TASK DETAILS - All entries are to be copied verbatim, while the pictures stay out.

(MATERIAL PROVIDED)

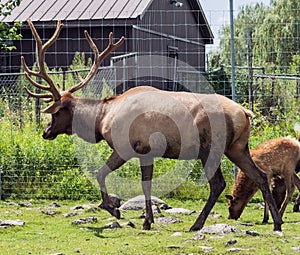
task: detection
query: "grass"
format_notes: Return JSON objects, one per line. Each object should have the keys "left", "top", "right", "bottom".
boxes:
{"left": 1, "top": 198, "right": 300, "bottom": 255}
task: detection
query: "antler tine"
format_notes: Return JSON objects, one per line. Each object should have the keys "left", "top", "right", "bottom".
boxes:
{"left": 22, "top": 19, "right": 63, "bottom": 102}
{"left": 68, "top": 32, "right": 125, "bottom": 94}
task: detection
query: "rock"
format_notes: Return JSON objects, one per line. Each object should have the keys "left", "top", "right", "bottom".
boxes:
{"left": 160, "top": 203, "right": 171, "bottom": 210}
{"left": 5, "top": 202, "right": 18, "bottom": 206}
{"left": 198, "top": 246, "right": 213, "bottom": 252}
{"left": 193, "top": 232, "right": 205, "bottom": 240}
{"left": 166, "top": 245, "right": 183, "bottom": 249}
{"left": 245, "top": 230, "right": 260, "bottom": 236}
{"left": 140, "top": 205, "right": 162, "bottom": 218}
{"left": 49, "top": 202, "right": 61, "bottom": 208}
{"left": 240, "top": 222, "right": 254, "bottom": 226}
{"left": 171, "top": 232, "right": 182, "bottom": 236}
{"left": 0, "top": 219, "right": 25, "bottom": 227}
{"left": 86, "top": 206, "right": 100, "bottom": 213}
{"left": 226, "top": 248, "right": 249, "bottom": 252}
{"left": 122, "top": 221, "right": 136, "bottom": 228}
{"left": 42, "top": 209, "right": 60, "bottom": 216}
{"left": 199, "top": 224, "right": 241, "bottom": 235}
{"left": 18, "top": 201, "right": 32, "bottom": 207}
{"left": 165, "top": 208, "right": 192, "bottom": 214}
{"left": 72, "top": 216, "right": 97, "bottom": 225}
{"left": 209, "top": 211, "right": 222, "bottom": 219}
{"left": 63, "top": 212, "right": 79, "bottom": 218}
{"left": 156, "top": 216, "right": 182, "bottom": 224}
{"left": 119, "top": 195, "right": 168, "bottom": 211}
{"left": 106, "top": 221, "right": 121, "bottom": 229}
{"left": 225, "top": 239, "right": 237, "bottom": 246}
{"left": 70, "top": 205, "right": 85, "bottom": 211}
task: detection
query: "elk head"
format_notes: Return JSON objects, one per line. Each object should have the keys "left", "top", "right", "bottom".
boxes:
{"left": 21, "top": 19, "right": 124, "bottom": 140}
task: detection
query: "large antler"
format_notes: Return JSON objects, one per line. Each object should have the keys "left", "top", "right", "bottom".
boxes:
{"left": 68, "top": 31, "right": 125, "bottom": 94}
{"left": 21, "top": 18, "right": 63, "bottom": 102}
{"left": 22, "top": 19, "right": 124, "bottom": 103}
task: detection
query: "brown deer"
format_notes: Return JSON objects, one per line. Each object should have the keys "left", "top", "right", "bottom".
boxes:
{"left": 226, "top": 137, "right": 300, "bottom": 223}
{"left": 21, "top": 19, "right": 282, "bottom": 231}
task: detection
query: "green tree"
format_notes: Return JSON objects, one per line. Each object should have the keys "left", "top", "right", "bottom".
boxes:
{"left": 0, "top": 0, "right": 22, "bottom": 51}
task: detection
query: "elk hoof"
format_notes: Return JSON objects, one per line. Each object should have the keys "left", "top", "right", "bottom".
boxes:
{"left": 99, "top": 203, "right": 121, "bottom": 219}
{"left": 274, "top": 224, "right": 282, "bottom": 232}
{"left": 189, "top": 224, "right": 201, "bottom": 232}
{"left": 142, "top": 220, "right": 151, "bottom": 230}
{"left": 113, "top": 208, "right": 121, "bottom": 219}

(End MATERIAL PROVIDED)

TASK OUTPUT -
task: detection
query: "grass"
format_notes: Return JSON objects, one per line. Each object should have the keys "left", "top", "right", "bottom".
boxes:
{"left": 1, "top": 198, "right": 300, "bottom": 255}
task: detection
query: "antler tine"
format_notes: Return JSON objects, one per line. Each object should have the keys "left", "top", "right", "bottom".
boxes:
{"left": 22, "top": 19, "right": 63, "bottom": 102}
{"left": 68, "top": 32, "right": 125, "bottom": 94}
task: detection
query: "rock"
format_notes: Return JSON objects, one per line. Each object should have the keys "left", "top", "right", "bottom".
boxes:
{"left": 160, "top": 203, "right": 171, "bottom": 210}
{"left": 5, "top": 202, "right": 18, "bottom": 206}
{"left": 198, "top": 246, "right": 213, "bottom": 252}
{"left": 193, "top": 232, "right": 205, "bottom": 240}
{"left": 166, "top": 245, "right": 183, "bottom": 249}
{"left": 245, "top": 230, "right": 260, "bottom": 236}
{"left": 140, "top": 205, "right": 162, "bottom": 218}
{"left": 49, "top": 202, "right": 61, "bottom": 208}
{"left": 240, "top": 222, "right": 254, "bottom": 226}
{"left": 171, "top": 232, "right": 182, "bottom": 236}
{"left": 0, "top": 219, "right": 25, "bottom": 227}
{"left": 86, "top": 206, "right": 100, "bottom": 213}
{"left": 226, "top": 248, "right": 249, "bottom": 252}
{"left": 122, "top": 221, "right": 136, "bottom": 228}
{"left": 42, "top": 209, "right": 60, "bottom": 216}
{"left": 199, "top": 224, "right": 241, "bottom": 235}
{"left": 18, "top": 201, "right": 32, "bottom": 207}
{"left": 165, "top": 208, "right": 192, "bottom": 214}
{"left": 72, "top": 216, "right": 97, "bottom": 225}
{"left": 209, "top": 211, "right": 222, "bottom": 219}
{"left": 63, "top": 212, "right": 79, "bottom": 218}
{"left": 156, "top": 216, "right": 182, "bottom": 224}
{"left": 119, "top": 195, "right": 168, "bottom": 211}
{"left": 106, "top": 221, "right": 121, "bottom": 229}
{"left": 225, "top": 239, "right": 237, "bottom": 246}
{"left": 70, "top": 205, "right": 85, "bottom": 211}
task: detection
query: "elk head"
format_notes: Return JSON objects, one per line. Each object should have the keys "left", "top", "right", "bottom".
boxes:
{"left": 21, "top": 19, "right": 124, "bottom": 140}
task: detection
query: "large antler"
format_notes: Return JSON objects, one per line. Each object should have the keys "left", "top", "right", "bottom".
boxes:
{"left": 68, "top": 31, "right": 125, "bottom": 94}
{"left": 21, "top": 18, "right": 63, "bottom": 102}
{"left": 22, "top": 19, "right": 124, "bottom": 103}
task: detection
query: "brown deer"
format_notes: Return JSON objects, one per line. Each object should have the keys "left", "top", "right", "bottom".
boxes:
{"left": 226, "top": 137, "right": 300, "bottom": 223}
{"left": 21, "top": 19, "right": 282, "bottom": 231}
task: detection
query: "green tree"
format_notes: Return JSON objects, one per line. Each object should have the keys "left", "top", "right", "bottom".
boxes:
{"left": 0, "top": 0, "right": 22, "bottom": 51}
task: detection
query: "elk hoof"
format_notes: Return JSON objects, one per line. Each object should have the keys "left", "top", "right", "bottom".
boxes:
{"left": 99, "top": 203, "right": 121, "bottom": 219}
{"left": 274, "top": 224, "right": 282, "bottom": 232}
{"left": 189, "top": 224, "right": 201, "bottom": 232}
{"left": 142, "top": 220, "right": 151, "bottom": 230}
{"left": 113, "top": 208, "right": 121, "bottom": 219}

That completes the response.